*** ZITIERTE PASSAGE ***

Zu den im „Zins- und Gültbuch“ genannten Grundstücksbesitzern gehörten auch die Lülsfelder Juden Hirsch mit einem Weinberg, Feustlein und Michael mit jeweils einem Acker, Löb mit einem Haus und einem Acker, Jacob mit einem Kirchhofgaden und Isaak mit einem Haus mit Acker. Das „heußlein“ der Juden Mosch und Jacob gehörte zu den Lehen der Fuchs von Dornheim zu Wiesentheid. 1635 erwähnt ein wahrscheinlich nur die würzburgischen Schutzjuden aufführendes Verzeichnis die Lülsfelder Leo und Jacob. Rund 60 Jahre später wohnten in Lülsfeld 1699 vier jüdische Familien mit insgesamt vier Männern, vier Frauen, neun Kindern und drei Dienstboten. Je zwei jüdische Familien gehörten zu den Schutzjuden der Grafen Schönborn von Wiesentheid, die die Nachfolge der Fuchs von Dornheim angetreten hatten, und den Schutzjuden der Herren von Reinach. Im 18. Jahrhundert wuchs die Zahl der in Lülsfeld ansässigen jüdischen Familien stetig: Während 1720 fünf Schutzjuden genannt werden, die als Händler in der Umgebung von Gerolzhofen und den würzburgischen Ämtern Volkach und Oberschwarzach tätig waren, lebten 1738 bereits neun jüdische Familien mit 59 Personen im Dorf. Zu diesem Zeitpunkt gehörten sechs Familien zu den Schutzjuden der Herren von Reinach, drei Familien unterstanden dem Schutz der Grafen von Schönborn.

*** GESPEICHERTE DATEN ***

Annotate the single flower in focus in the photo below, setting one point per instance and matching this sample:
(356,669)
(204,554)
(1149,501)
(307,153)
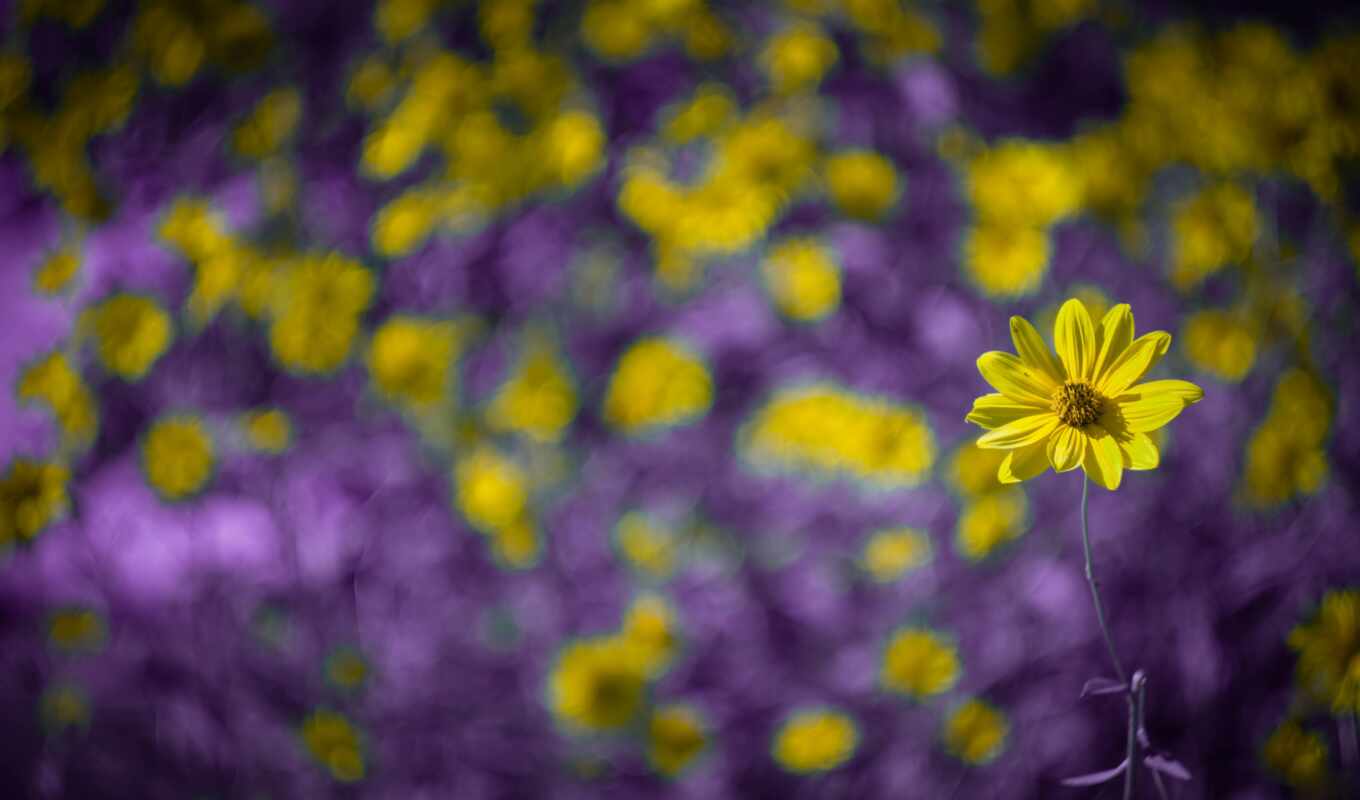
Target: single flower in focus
(1083,408)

***

ZIEL DER AUFGABE:
Führe den Text über die jüdischen Familien in Lülsfeld bitte im Anschluss an seinen letzten Satz fort.

LÖSUNG ZUR AUFGABE:
In der Mitte des 18. Jahrhunderts war die Zahl der in Lülsfeld lebenden Schutzjuden erneut gewachsen. Von den elf im Dorf wohnenden Schutzjuden gehörten acht zu den Schutzjuden des Barons von Wolffskeel, seit 1738 Nachfolger der Herren von Reinach, und drei zu den Schutzjuden der Grafen von Schönborn. Die rechtliche Stellung der Schönbornschen Schutzjuden in Lülsfeld regelte die am 5. Mai 1784 vom Amt Gaibach publizierte Judenordnung. Der Einfluss der Aufklärung zeigte sich im Versprechen, den Schönbornschen Schutzjuden dieselbe „Fürßorge und Gnade“ wie den christlichen Untertanen zukommen zu lassen. Voraussetzung für die Aufnahme als Schönbornscher Schutzjude war neben der Fähigkeit, Deutsch lesen und schreiben zu können, ein Vermögen in Höhe von 1000 Gulden oder die Ausübung eines Handwerks wie der Verarbeitung von Wolle und der Schafzucht. Finanziell entlastet wurden die Lülsfelder Juden durch die in der Judenordnung fixierte Abschaffung der Neujahrs- und Abzugsgelder und der Schächtungsgebühren und die Verringerung des jährlich zu entrichtenden Schutzgelds. Für die Unterstützung der bedürftigen Juden sollte der neue, von der jüdischen Gemeinde zu verwaltende Armenfond sorgen. Dessen Finanzierung unterstützte der Graf mit der Hälfte der von den Juden zu entrichtenden Schutzgelds.

1808 lebten in Lülsfeld laut einem Bericht des Landgerichts Gerolzhofen an die Schulkommission des Großherzogtums Würzburg 13 Schutzjuden. Deren Zahl war 1814 bereits auf 15 Familien mit 68 Personen gestiegen. Damit machten die Juden rund 20 Prozent der Lülsfelder Bevölkerung aus. Drei Jahre später gingen acht Haushaltsvorstände dem Ellenhandel und vier Familienväter dem Viehhandel nach.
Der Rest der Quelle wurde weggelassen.